Muitas vezes sou única na vida de muitas pessoas: a única que os ouve, a única com quem partilham as suas lágrimas, a única que dá colo, que compreende e, para além de tudo isto, a única que os respeita enquanto seres humanos com a capacidade de ser pessoa. Chegam até mim pessoas que “bateram no fundo do poço”, pessoas que ignoramos no nosso dia-a-dia porque achamos que não têm capacidades para subir a escada da vida que os levará de volta à estabilidade e ao encontro com elas mesmas. O meu papel não é dar-lhes a escada, mas sim desenvolver as suas ferramentas para que eles possam construir uma escada com degraus firmes e consistentes. Existem pacientes que colocam a sua vida nas minhas mãos. Para todos aqueles que consideram que esta profissão não tem significado, pergunto: Como é viver com a vida de 20, 40 ou 100 pessoas nas mãos? Como é ter a noção de que uma palavra dita no momento errado pode fazer a diferença entre a vida ou o suicídio? Como é ter a coragem de colocar o dedo na ferida de alguém e ao mesmo tempo dar-lhes as bases para que a possam sarar? Sim, ninguém disse que esta era uma profissão fácil… Estudámos anos e continuamos a estudar a vida toda. Aprendemos teorias e modelos que nos ajudam no exercício da nossa profissão. Lemos livros, procuramos artigos e sabedoria junto daqueles que têm mais anos de experiência. Mas será isto suficiente? Não. A nossa forma de trabalhar está diretamente relacionada com a nossa experiência de vida, com as nossas próprias lutas e com as caraterísticas que nos permitem fazer um trabalho de excelência.
Há que ser humilde, ter a consciência de que não sabemos tudo e que temos muito a aprender. Há que ser sensível e ter a capacidade de perceber nas entrelinhas. Muitas vezes fazemos o papel de pai, mãe, amigo, esposo… Somos nós que ouvimos aquilo que nunca foi dito, que confortamos através do olhar, que fazemos crescer mediante as palavras que utilizamos. Somos únicos. Tantas vezes somos aqueles seres que temos a coragem de entrar dentro de alguém e trazer ao de cima o melhor que essa pessoa tem para mostrar. Mas só somos únicos se tivermos princípios, valores, ideais, uma forma de estar humilde e disponibilidade para o outro.
Nenhuma consulta é uma perda de tempo, nenhum paciente é um ser inferior e nenhuma mensagem ou telefonema devolvidos são dinheiro “jogado ao ar” porque tudo isto faz parte de uma profissão de excelência. Não, não me estou a enaltecer. Considero que tenho uma profissão de excelência mas não acho que sou melhor do que ninguém. Sou apenas diferente. Diferente na minha forma de ser, diferente na minha forma de trabalhar mas, acima de tudo, diferente no respeito e consideração que tenho por todos aqueles que procuram a minha ajuda.

§ **Objetivo da tarefa**
Segundo o texto apresentado, qual é o papel de quem escreve junto das pessoas que chegam até si, em vez de lhes dar a escada? Estes dados não são precisos para responder.

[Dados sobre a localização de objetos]
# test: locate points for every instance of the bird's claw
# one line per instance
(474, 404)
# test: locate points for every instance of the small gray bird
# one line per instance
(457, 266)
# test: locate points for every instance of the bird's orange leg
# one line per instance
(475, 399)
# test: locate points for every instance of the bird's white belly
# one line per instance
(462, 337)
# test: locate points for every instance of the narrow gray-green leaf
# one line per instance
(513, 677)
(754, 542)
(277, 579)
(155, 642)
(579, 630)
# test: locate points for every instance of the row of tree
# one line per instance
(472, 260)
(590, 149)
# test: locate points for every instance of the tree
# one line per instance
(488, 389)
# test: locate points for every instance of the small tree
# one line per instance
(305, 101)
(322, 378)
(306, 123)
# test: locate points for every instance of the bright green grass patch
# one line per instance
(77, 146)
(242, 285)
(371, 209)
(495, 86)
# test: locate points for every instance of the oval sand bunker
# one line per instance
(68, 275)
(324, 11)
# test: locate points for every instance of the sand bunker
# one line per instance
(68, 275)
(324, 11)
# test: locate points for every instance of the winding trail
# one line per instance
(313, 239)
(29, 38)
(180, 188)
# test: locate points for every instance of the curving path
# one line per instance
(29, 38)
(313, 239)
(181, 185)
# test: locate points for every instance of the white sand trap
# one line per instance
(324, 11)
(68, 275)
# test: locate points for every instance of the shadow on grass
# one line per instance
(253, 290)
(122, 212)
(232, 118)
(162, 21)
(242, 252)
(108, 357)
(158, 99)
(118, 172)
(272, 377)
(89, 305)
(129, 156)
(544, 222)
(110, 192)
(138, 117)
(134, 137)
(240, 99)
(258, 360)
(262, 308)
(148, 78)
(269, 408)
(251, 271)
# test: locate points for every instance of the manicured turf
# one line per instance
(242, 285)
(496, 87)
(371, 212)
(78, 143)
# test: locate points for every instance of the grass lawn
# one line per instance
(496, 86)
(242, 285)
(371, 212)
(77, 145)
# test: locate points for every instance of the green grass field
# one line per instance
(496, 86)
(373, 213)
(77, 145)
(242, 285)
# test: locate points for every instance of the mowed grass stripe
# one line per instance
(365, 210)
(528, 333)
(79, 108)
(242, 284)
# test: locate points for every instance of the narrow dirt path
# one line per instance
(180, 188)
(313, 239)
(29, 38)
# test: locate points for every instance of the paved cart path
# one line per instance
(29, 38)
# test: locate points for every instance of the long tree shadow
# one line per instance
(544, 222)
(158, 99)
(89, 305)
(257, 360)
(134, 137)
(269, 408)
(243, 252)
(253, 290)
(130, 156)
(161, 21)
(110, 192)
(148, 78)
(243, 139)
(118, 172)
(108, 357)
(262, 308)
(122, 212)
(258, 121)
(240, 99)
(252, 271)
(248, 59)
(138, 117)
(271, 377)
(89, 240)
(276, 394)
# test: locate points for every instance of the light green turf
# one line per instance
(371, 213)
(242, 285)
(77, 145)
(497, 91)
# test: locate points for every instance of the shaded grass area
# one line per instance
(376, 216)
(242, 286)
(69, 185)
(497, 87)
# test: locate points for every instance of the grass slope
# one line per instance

§ **Resolução do exercício**
Desenvolver as ferramentas dessas pessoas, para que possam construir uma escada com degraus firmes e consistentes.